Data records:
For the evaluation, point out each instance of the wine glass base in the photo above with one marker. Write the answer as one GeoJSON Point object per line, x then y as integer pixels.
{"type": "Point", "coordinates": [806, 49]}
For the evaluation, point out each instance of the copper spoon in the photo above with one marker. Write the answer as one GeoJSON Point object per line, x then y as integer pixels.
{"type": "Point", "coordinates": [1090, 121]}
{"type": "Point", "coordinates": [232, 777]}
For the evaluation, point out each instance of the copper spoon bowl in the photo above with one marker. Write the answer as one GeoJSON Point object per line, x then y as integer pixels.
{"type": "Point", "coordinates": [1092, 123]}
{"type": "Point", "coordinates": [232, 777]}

Task: Rewrite every line of the data above, requests included, scaling each point coordinate in the answers by 2.4 and rounding to the nearest whole number, with halves rounded up.

Problem solution:
For the evaluation, point out each instance of the wine glass base in the photo above with one marker. Write the answer as one GeoJSON Point object per line, x then y as integer pixels.
{"type": "Point", "coordinates": [1934, 118]}
For the evaluation, point out each instance of the copper spoon in the photo above with one marker. Write the answer as one GeoJSON Point object per line, x then y as integer pixels.
{"type": "Point", "coordinates": [2616, 290]}
{"type": "Point", "coordinates": [557, 1865]}
For the evaluation, point out each instance of the copper spoon bowl in the photo above with one marker. Write the answer as one GeoJSON Point object per line, x then y as integer pixels.
{"type": "Point", "coordinates": [2621, 295]}
{"type": "Point", "coordinates": [557, 1865]}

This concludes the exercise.